### EXCERPT
Three Songs without Words for oboe quartet

composer

The Rasumovsky Quartet, Sarah Francis (oboe)
Recording details: October 1996
St Michael's Church, Highgate, London, United Kingdom
Produced by Martin Compton
Engineered by Antony Howell & Julian Millard
Release date: May 1997
Total duration: 9 minutes 7 seconds
 

Reviews

‘Performances throughout are shapely and sensitive, the production is refined and the balance truthful. Fans of this colourful figure should acquire forthwith’ (Gramophone)

‘There is some gorgeous music here. All these works contain a fund of attractive melody. Music as directly appealing as this warrants a place in any collection of British music’ (Fanfare, USA)
The Three Songs without Words, composed probably in 1937, were dedicated to Joy Boughton. Each movement is based on one of Boughton’s songs and, despite the title, the effect is of a third oboe quartet. The first song belongs to incidental music he wrote in 1935 for Isolt, a play by Antonia Bevan Williams. The original opening words echo Housman: ‘Out of a sigh an air that blows’, and the title is given as ‘The Birth of Song’. In his quartet version Boughton changed the title to ‘Whence!’ and quotes the line as ‘Out of a something that no one knows’ – presumably to underline the sense of mystery.

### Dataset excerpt
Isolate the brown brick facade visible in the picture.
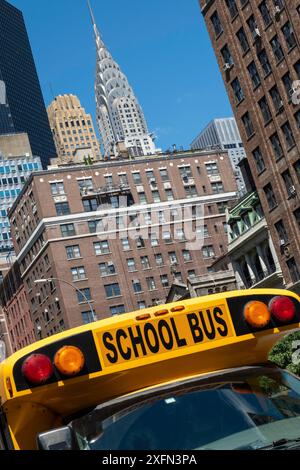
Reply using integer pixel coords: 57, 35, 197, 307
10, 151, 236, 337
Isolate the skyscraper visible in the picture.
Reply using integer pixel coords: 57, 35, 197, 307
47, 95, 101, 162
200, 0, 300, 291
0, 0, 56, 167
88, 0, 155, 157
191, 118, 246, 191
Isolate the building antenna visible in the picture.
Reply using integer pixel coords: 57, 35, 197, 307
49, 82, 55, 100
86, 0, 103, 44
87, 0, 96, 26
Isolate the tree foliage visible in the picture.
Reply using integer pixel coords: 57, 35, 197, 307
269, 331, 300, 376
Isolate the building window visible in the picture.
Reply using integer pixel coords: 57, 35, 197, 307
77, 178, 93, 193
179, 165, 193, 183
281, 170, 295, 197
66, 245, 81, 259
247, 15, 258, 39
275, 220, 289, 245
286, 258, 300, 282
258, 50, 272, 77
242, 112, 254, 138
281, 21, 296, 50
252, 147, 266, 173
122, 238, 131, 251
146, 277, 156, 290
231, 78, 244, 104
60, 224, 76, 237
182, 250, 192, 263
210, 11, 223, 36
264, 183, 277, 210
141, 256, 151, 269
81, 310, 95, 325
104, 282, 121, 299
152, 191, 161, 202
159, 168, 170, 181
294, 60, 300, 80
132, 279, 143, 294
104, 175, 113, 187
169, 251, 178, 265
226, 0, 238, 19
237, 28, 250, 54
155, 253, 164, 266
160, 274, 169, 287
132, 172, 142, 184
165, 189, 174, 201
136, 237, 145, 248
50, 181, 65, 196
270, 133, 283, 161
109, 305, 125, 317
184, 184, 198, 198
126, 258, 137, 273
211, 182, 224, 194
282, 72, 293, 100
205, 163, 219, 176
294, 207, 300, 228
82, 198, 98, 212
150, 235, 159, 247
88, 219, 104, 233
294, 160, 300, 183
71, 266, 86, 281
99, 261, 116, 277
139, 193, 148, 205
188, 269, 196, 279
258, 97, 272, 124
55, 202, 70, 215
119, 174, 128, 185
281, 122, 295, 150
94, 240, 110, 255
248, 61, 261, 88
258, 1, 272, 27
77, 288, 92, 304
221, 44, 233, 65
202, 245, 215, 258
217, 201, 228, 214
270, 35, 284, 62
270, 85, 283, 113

### TASKS FOR THIS EXERCISE
**A)** Decide whether each statement below agrees with the text on the Three Songs without Words. Answer yes or no for each, and quote the words of the text that settle it.
(i) The recording was made in October 1996.
(ii) The Three Songs without Words were dedicated to Antonia Bevan Williams.
(iii) In the quartet version, the title of the first song became ‘The Birth of Song’.
**B)** In the records, rewrite the lines from the line with "Isolate the skyscraper" up to and including the line with "269, 331, 300, 376", changing "Isolate" to "Outline" and leaving everything else as it is. Give only those lines.

### ANSWERS BELOW
**A)**
(i) Yes: "Recording details: October 1996"
(ii) No: "were dedicated to Joy Boughton."
(iii) No: "In his quartet version Boughton changed the title to ‘Whence!’"

**B)**
Outline the skyscraper visible in the picture.
Reply using integer pixel coords: 57, 35, 197, 307
47, 95, 101, 162
200, 0, 300, 291
0, 0, 56, 167
88, 0, 155, 157
191, 118, 246, 191
Outline the building antenna visible in the picture.
Reply using integer pixel coords: 57, 35, 197, 307
49, 82, 55, 100
86, 0, 103, 44
87, 0, 96, 26
Outline the tree foliage visible in the picture.
Reply using integer pixel coords: 57, 35, 197, 307
269, 331, 300, 376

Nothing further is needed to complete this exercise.